> **EXERCISE**
Keep the text of the data exactly as it is and omit each picture from the copy.

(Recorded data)

===============

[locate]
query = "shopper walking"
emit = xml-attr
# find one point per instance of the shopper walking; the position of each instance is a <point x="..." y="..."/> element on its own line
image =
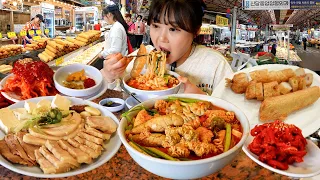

===============

> **ANSWER TO THE PROBLEM**
[locate]
query = "shopper walking"
emit = xml-attr
# find one point per instance of the shopper walking; the position of each instance is a <point x="..." y="..."/> element on its own line
image =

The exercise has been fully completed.